** Task instructions **
Reproduce every line below verbatim, with no changes.

** The input **
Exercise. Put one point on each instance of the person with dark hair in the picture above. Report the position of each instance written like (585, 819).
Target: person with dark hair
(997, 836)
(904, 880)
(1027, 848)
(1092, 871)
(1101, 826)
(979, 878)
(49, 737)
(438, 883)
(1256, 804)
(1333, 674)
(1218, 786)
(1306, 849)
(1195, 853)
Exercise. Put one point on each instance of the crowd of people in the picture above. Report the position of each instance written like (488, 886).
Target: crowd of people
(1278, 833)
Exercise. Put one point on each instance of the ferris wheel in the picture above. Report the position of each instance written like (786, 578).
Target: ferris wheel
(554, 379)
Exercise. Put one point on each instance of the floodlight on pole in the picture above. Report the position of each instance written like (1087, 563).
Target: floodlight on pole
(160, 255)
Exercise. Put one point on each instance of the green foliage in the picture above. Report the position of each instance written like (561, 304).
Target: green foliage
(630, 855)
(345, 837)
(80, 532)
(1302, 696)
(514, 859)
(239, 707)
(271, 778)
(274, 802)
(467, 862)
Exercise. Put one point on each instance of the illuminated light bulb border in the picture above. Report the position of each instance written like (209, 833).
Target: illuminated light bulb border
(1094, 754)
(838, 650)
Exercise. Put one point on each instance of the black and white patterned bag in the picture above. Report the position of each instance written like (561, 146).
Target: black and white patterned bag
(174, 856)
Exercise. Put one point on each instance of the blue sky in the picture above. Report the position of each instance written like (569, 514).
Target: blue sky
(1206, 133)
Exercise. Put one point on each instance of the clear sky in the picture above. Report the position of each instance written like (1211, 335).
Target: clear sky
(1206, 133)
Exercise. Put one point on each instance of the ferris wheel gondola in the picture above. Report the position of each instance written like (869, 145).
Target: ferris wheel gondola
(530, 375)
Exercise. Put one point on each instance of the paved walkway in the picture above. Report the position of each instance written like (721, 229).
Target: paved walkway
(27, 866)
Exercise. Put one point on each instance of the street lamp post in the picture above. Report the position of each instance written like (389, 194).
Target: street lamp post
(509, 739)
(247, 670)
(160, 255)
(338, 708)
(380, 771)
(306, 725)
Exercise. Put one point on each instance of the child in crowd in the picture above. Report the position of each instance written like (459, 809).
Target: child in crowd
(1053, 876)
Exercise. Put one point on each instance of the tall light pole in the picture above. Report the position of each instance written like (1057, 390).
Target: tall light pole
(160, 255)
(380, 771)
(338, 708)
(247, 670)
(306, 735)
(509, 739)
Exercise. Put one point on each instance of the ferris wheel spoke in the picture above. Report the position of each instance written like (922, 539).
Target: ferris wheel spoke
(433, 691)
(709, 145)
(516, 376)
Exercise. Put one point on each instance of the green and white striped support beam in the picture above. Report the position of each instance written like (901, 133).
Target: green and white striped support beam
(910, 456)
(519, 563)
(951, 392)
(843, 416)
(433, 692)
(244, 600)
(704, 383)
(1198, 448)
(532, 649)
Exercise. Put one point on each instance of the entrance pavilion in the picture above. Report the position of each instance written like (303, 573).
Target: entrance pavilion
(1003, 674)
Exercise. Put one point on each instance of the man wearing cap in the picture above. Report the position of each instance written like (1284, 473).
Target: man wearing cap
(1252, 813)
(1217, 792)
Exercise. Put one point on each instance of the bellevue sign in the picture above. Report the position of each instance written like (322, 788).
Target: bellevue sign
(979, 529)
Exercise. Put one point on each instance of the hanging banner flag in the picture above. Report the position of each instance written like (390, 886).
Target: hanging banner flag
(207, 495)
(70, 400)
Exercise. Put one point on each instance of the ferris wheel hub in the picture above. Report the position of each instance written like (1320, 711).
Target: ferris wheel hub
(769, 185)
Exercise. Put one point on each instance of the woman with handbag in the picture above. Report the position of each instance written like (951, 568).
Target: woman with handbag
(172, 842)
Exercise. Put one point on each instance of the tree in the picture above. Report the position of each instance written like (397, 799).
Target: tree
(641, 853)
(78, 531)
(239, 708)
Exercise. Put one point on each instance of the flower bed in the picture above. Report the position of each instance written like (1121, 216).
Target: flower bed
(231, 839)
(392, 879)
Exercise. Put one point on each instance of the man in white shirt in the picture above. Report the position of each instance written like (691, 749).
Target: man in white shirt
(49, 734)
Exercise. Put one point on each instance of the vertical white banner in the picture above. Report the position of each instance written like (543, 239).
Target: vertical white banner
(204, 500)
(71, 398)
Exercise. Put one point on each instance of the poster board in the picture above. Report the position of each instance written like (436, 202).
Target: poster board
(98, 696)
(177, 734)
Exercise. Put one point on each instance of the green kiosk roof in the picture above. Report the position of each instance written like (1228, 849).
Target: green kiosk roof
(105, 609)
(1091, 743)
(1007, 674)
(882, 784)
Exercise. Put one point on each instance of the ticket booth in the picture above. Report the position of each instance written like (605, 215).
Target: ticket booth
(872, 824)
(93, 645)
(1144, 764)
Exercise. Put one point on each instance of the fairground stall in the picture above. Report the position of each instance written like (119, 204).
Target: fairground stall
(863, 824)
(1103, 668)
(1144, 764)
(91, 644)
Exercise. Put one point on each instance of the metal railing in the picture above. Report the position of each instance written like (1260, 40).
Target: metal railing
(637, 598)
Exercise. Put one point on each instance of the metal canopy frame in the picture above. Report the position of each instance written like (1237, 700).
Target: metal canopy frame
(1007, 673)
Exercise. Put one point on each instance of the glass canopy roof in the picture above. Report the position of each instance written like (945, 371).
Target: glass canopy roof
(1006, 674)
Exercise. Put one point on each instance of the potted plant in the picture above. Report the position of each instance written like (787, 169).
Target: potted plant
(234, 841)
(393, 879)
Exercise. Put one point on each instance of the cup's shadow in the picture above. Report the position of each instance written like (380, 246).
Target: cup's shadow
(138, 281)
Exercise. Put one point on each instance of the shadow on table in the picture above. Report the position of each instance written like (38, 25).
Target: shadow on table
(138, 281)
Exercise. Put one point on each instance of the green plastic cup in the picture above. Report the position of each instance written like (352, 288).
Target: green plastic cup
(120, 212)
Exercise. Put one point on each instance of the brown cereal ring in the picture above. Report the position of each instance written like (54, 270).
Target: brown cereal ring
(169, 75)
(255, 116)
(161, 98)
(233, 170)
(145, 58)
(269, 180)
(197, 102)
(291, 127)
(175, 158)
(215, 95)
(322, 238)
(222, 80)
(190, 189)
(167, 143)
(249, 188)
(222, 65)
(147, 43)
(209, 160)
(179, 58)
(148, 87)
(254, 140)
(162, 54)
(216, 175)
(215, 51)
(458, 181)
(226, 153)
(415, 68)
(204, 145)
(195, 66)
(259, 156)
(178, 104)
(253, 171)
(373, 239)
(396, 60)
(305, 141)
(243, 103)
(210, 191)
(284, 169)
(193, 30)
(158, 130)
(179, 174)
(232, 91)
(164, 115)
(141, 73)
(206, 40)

** Correct output **
Exercise. Put one point on each instance of the person with dark hair in the picture above. Report the position of each instance written like (585, 819).
Target: person with dark hair
(997, 836)
(904, 880)
(1027, 848)
(1092, 871)
(1101, 826)
(979, 878)
(49, 737)
(438, 883)
(1256, 804)
(1333, 674)
(1218, 786)
(1306, 849)
(1195, 853)
Exercise. Put one point on each instance of the crowd of people in the picture above. Report the position of each instance written like (488, 886).
Target: crowd of people
(1278, 833)
Exercise. Put one point on each instance of the ferris wheel in the picture above. Report the position of each instance written like (786, 578).
Target: ferris wheel
(554, 379)
Exercise. Put one point on each instance of the floodlight on pole in the picture above. Report the position of each instance written like (1087, 563).
Target: floodlight on pole
(160, 255)
Exercise. Put one point on each instance of the green foliage in the picture above. Report the position of each instance written like (561, 304).
Target: green foliage
(630, 855)
(345, 837)
(80, 532)
(1302, 696)
(514, 859)
(239, 707)
(271, 778)
(274, 802)
(467, 862)
Exercise. Put one point on each instance of the illuminated light bulb border in the picture above. Report the position of each instance written like (209, 833).
Target: illuminated light bulb border
(1094, 754)
(838, 650)
Exercise. Put one point on each instance of the black and white patterned bag in the picture above. Report the position of each instance written like (561, 146).
Target: black and white patterned bag
(174, 856)
Exercise. Put one point on each instance of the blue sky in the picture above. Report the position of each instance written like (569, 514).
Target: blue sky
(1206, 133)
Exercise. Put one point on each instance of the clear sky in the picture above. Report the position of each instance written like (1211, 335).
Target: clear sky
(1206, 133)
Exercise. Put one point on each instance of the ferris wheel gondola in the picture above. Report the position of each instance written like (869, 145).
Target: ferris wheel gondola
(530, 375)
Exercise. Put one point on each instance of the paved walkway in the picture above. Report the position of each instance written like (721, 229).
Target: paved walkway
(27, 866)
Exercise. Put one point on each instance of the street lamp post in the picture above. Report the position of each instance written like (389, 194).
Target: street lamp post
(509, 739)
(247, 670)
(160, 255)
(338, 708)
(380, 771)
(306, 725)
Exercise. Put one point on each instance of the child in crowd in the picture above. Report the position of each instance written like (459, 809).
Target: child in crowd
(1053, 876)
Exercise. Put one point on each instance of the tall light pole in the picture above. Report the position of each instance written like (1057, 390).
Target: tall light pole
(160, 255)
(380, 771)
(338, 708)
(247, 670)
(306, 735)
(509, 739)
Exercise. Put one point on each instance of the ferris wheel spoke in the picture above. Report the position of each instance written like (922, 539).
Target: ferris wheel spoke
(433, 691)
(709, 145)
(516, 376)
Exercise. Put one point on each instance of the green and white striped support beam in the picture above. Report the position of each instance written like (901, 133).
Target: green and white striped support beam
(910, 456)
(519, 563)
(951, 392)
(843, 416)
(433, 692)
(244, 600)
(704, 383)
(1198, 448)
(532, 649)
Exercise. Put one point on each instance of the entrance pavilion in the picture above. Report the position of each instance written like (303, 573).
Target: entrance pavilion
(1003, 674)
Exercise. Put one point on each instance of the man wearing cap in the picture above. Report the position of each instance written like (1284, 473).
Target: man wearing cap
(1252, 813)
(1217, 792)
Exercise. Put one point on each instance of the bellevue sign in the picture above. Report the position of each instance written like (322, 788).
Target: bellevue sign
(979, 529)
Exercise. Put one point on each instance of the hanging banner flag in the picture above. Report the position of each instance written like (390, 886).
Target: hanging banner flag
(207, 495)
(70, 400)
Exercise. Put one point on each instance of the ferris wheel hub in the picture above. Report the position of each instance written like (1320, 711).
Target: ferris wheel hub
(769, 185)
Exercise. Put one point on each instance of the woman with handbag in the picture above. Report the position of each instance written like (951, 568).
Target: woman with handbag
(172, 842)
Exercise. Put one point on each instance of the tree in the picture above. Report the position of each instance written like (397, 799).
Target: tree
(641, 853)
(78, 531)
(239, 708)
Exercise. Put one point on each instance of the flower bed in the picture above. Report the position of each instance written like (1121, 216).
Target: flower bed
(231, 839)
(392, 879)
Exercise. Put one point on each instance of the man in white shirt in the picture above. Report the position of each instance written like (691, 749).
Target: man in white shirt
(49, 734)
Exercise. Put one point on each instance of the vertical white banner in the picture above. Report the position of each instance written like (543, 239).
Target: vertical white banner
(204, 500)
(71, 398)
Exercise. Put one point on each instance of the poster board in the picture above. Report the position of each instance written like (436, 202).
Target: poster board
(98, 696)
(177, 734)
Exercise. Put one point on each instance of the green kiosk roof in the picture above. Report the position of each instance written like (1228, 849).
Target: green kiosk roof
(105, 609)
(1091, 743)
(1007, 674)
(882, 784)
Exercise. Put one point on each instance of the ticket booth in the picture above. Report the position of each instance written like (605, 215).
Target: ticket booth
(872, 824)
(93, 645)
(1144, 764)
Exercise. Put one point on each instance of the fairground stall in the picture above. Report the position of each instance written like (119, 204).
Target: fairground stall
(863, 824)
(1103, 668)
(1144, 764)
(91, 644)
Exercise. Put one point on each instance of the metal railing in the picture above. Report the position of each instance written like (1260, 40).
Target: metal railing
(637, 598)
Exercise. Put one point on each instance of the metal canopy frame in the picture above. Report the position of each instance written like (1237, 700).
Target: metal canopy frame
(1007, 673)
Exercise. Put one point on each instance of the glass canopy roof in the picture above. Report the position of each instance written like (945, 371).
Target: glass canopy roof
(1006, 674)
Exercise. Put one point on each instance of the potted plant in the picture above. Report the position of each instance written like (787, 169).
Target: potted plant
(234, 841)
(393, 879)
Exercise. Put one point on each instance of the cup's shadow in the picture above. Report the position of each instance written like (380, 246).
Target: cup's shadow
(138, 281)
Exercise. Put one point on each instance of the shadow on table in the picture above. Report the position of each instance written like (38, 25).
Target: shadow on table
(138, 281)
Exercise. Put one point on each instance of the green plastic cup in the picture above. Report the position of each instance written like (352, 288).
Target: green plastic cup
(120, 212)
Exercise. Put one point on each instance of the brown cereal ring in the picture above. Report the position of each instance written like (54, 270).
Target: brown cereal ring
(169, 75)
(255, 116)
(161, 98)
(233, 170)
(145, 58)
(269, 180)
(197, 102)
(291, 127)
(175, 158)
(215, 95)
(322, 238)
(222, 80)
(190, 189)
(167, 143)
(249, 188)
(222, 65)
(147, 43)
(209, 160)
(179, 58)
(148, 87)
(254, 140)
(162, 54)
(216, 175)
(215, 51)
(458, 181)
(226, 153)
(415, 68)
(204, 145)
(195, 66)
(259, 156)
(178, 104)
(253, 171)
(373, 239)
(396, 60)
(305, 141)
(243, 103)
(210, 191)
(284, 169)
(193, 30)
(158, 130)
(179, 174)
(232, 91)
(164, 115)
(141, 73)
(206, 40)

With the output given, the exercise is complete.